What is expected: Pick out every line in the listing below that contains the word "fruit" and copy each of those lines.

The input:
+ + + +
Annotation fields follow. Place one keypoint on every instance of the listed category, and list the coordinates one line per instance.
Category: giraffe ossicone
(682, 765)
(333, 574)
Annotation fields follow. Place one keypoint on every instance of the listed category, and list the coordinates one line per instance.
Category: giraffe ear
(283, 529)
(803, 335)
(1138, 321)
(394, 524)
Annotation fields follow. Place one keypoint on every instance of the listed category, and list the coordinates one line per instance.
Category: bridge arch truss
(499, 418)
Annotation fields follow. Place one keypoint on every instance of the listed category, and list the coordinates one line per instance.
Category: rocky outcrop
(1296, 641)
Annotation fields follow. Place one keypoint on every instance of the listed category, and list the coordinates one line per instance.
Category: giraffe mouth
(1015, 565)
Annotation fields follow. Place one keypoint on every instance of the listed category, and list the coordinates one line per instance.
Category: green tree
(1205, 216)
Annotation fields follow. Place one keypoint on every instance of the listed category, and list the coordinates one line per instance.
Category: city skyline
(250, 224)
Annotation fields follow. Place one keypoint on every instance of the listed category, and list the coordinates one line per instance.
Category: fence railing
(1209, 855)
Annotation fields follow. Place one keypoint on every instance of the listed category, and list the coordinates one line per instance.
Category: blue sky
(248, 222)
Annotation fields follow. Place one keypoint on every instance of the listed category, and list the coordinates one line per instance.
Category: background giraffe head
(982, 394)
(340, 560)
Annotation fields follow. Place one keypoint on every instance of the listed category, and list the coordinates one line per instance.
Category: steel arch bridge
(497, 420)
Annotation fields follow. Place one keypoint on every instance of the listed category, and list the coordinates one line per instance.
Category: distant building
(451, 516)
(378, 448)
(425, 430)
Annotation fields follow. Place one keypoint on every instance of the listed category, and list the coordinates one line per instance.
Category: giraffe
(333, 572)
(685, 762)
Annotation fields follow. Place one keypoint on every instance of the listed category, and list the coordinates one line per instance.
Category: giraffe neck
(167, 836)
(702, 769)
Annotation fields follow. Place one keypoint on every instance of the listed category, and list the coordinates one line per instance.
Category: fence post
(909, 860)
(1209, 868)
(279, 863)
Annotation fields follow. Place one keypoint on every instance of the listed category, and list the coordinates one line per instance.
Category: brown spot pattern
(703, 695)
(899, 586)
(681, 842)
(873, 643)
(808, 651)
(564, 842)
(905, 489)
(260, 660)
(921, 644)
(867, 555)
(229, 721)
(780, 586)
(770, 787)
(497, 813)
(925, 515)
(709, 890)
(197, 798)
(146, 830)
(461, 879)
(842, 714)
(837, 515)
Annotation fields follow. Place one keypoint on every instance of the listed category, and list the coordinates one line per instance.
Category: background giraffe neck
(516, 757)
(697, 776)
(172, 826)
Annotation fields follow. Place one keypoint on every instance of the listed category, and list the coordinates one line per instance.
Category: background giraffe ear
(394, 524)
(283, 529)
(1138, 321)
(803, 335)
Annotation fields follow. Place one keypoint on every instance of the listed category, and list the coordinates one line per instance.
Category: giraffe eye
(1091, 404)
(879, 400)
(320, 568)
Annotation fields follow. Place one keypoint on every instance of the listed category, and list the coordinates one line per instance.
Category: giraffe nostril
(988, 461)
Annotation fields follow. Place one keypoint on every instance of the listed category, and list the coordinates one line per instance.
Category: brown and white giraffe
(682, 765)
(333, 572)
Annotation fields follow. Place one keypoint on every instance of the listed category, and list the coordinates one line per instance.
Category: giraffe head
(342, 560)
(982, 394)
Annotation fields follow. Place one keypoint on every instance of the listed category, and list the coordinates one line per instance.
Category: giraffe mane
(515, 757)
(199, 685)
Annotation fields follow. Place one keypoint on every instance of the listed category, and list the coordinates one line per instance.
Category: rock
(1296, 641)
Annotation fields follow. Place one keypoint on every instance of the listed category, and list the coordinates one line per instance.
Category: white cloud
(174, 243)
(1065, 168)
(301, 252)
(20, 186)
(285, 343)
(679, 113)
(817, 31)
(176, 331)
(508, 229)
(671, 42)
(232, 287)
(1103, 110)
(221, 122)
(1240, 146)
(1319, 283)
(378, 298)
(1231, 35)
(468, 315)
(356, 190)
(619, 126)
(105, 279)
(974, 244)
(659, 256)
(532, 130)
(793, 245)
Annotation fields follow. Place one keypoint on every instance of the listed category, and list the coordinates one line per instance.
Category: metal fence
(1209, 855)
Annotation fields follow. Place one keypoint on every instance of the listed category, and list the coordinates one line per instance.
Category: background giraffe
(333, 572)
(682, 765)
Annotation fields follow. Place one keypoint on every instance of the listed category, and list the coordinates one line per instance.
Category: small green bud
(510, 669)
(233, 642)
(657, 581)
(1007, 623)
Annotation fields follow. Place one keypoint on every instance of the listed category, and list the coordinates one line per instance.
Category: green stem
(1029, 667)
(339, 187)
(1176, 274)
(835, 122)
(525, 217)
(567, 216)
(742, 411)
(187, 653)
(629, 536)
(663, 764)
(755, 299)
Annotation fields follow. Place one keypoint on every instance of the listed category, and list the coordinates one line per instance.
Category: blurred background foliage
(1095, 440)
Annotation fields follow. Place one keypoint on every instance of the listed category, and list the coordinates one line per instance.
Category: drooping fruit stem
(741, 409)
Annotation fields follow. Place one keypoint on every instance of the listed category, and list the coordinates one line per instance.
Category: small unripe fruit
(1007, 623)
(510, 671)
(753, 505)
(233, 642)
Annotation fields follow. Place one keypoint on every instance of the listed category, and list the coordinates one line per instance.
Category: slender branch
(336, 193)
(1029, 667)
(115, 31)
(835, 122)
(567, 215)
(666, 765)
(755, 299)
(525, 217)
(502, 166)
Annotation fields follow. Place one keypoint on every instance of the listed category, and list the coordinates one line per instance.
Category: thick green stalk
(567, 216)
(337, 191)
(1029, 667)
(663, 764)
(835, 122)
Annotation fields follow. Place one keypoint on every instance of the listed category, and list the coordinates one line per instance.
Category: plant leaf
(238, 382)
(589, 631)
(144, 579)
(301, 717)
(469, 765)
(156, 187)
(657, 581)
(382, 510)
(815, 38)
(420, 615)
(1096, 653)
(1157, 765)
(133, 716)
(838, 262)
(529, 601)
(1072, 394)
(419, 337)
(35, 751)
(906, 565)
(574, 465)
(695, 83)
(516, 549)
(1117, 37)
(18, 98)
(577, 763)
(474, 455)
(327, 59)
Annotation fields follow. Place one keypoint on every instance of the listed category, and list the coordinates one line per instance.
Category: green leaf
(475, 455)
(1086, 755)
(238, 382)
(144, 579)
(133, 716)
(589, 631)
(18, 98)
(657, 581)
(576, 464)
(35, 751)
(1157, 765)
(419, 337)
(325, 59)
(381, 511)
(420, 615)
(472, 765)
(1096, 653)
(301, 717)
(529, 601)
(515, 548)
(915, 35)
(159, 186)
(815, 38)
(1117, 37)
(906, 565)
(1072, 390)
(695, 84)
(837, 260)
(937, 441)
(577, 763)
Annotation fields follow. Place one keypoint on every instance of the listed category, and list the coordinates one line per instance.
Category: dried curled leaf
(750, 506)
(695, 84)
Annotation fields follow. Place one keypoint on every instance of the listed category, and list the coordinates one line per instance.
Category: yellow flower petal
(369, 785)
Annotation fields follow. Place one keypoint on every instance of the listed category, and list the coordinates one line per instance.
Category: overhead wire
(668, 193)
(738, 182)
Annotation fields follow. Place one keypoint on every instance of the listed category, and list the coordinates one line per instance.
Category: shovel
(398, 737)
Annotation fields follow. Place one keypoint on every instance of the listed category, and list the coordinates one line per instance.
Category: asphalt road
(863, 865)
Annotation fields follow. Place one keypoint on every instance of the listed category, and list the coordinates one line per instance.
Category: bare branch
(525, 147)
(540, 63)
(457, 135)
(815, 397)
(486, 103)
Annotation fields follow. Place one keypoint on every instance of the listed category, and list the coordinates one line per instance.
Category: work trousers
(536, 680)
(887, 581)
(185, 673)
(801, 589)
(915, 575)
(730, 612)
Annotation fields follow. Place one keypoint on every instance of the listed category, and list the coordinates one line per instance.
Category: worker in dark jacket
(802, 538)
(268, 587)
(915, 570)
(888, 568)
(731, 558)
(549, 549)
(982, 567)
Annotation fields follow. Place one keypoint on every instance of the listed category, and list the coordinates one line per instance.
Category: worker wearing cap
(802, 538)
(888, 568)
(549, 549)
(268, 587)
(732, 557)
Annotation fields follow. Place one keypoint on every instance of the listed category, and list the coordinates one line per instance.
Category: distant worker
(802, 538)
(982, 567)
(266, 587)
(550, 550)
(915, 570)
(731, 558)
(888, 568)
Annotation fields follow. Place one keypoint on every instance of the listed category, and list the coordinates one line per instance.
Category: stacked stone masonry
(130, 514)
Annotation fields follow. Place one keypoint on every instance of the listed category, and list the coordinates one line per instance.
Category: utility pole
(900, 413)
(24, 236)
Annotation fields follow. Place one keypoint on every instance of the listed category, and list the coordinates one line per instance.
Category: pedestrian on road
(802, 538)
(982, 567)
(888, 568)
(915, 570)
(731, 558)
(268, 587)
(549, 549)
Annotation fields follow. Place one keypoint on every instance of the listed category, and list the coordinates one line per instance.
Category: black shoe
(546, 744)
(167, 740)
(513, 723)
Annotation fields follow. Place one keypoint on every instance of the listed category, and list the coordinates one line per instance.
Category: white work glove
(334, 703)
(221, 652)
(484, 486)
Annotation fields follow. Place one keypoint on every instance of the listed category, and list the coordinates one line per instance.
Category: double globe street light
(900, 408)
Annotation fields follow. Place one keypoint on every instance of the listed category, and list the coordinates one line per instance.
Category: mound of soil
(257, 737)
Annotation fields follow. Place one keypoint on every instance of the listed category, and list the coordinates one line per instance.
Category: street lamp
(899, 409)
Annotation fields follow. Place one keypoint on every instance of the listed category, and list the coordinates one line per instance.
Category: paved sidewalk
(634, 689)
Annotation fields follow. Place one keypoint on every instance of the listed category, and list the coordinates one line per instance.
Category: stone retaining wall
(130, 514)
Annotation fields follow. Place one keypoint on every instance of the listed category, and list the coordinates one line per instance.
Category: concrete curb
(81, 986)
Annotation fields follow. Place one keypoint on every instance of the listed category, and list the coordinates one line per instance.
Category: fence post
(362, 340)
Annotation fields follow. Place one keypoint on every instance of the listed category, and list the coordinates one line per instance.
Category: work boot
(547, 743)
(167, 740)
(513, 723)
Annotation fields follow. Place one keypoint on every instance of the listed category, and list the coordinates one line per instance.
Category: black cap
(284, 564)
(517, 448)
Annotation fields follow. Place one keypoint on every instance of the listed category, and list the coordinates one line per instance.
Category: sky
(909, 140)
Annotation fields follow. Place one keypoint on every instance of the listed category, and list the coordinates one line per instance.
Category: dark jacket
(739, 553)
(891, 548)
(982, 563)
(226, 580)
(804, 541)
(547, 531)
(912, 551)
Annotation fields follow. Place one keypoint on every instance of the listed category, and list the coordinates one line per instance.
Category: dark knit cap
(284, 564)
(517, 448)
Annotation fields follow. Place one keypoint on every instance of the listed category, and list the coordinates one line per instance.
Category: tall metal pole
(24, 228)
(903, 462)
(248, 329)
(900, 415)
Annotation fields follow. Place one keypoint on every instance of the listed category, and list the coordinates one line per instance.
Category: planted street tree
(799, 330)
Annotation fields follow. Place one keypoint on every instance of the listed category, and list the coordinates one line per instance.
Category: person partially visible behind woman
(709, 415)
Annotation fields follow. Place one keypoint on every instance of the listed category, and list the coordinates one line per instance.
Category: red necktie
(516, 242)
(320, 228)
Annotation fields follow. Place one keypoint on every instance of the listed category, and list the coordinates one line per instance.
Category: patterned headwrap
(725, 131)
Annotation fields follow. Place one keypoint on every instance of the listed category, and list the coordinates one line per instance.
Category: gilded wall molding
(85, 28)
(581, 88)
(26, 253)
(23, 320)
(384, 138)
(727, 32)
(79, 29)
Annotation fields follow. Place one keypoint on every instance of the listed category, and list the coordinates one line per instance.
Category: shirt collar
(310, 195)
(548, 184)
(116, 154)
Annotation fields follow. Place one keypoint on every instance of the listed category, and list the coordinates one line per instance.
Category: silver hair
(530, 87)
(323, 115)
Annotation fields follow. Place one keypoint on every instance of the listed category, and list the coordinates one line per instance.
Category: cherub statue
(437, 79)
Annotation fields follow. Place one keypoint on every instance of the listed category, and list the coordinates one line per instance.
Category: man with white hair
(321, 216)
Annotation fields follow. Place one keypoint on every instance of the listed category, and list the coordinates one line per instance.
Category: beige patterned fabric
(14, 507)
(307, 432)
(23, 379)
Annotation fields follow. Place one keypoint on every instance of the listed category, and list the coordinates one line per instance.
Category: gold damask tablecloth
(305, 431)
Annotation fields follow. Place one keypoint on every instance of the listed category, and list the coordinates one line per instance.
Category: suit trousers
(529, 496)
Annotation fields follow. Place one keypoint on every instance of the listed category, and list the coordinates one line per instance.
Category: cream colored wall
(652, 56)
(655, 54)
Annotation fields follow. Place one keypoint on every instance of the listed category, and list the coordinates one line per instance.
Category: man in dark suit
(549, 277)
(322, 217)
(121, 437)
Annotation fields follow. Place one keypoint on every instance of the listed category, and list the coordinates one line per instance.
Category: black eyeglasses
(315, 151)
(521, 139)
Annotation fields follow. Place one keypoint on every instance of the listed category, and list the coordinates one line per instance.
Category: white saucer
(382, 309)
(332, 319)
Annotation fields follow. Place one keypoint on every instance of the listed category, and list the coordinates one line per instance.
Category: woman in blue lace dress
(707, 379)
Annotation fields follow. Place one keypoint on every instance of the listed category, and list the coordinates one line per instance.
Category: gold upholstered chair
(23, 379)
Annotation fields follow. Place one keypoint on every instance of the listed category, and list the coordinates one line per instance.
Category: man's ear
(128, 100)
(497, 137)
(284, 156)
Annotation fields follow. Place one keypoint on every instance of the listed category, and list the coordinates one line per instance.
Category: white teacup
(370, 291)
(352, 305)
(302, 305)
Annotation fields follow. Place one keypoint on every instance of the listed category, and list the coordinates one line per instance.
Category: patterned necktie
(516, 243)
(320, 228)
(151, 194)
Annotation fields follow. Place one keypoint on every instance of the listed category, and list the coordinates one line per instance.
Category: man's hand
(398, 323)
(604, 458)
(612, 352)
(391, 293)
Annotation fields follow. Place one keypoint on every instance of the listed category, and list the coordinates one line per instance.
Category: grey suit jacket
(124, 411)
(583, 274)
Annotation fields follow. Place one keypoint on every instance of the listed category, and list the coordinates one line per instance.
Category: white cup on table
+ + + +
Result of the task:
Category: drooping fruit stem
Category: small unripe fruit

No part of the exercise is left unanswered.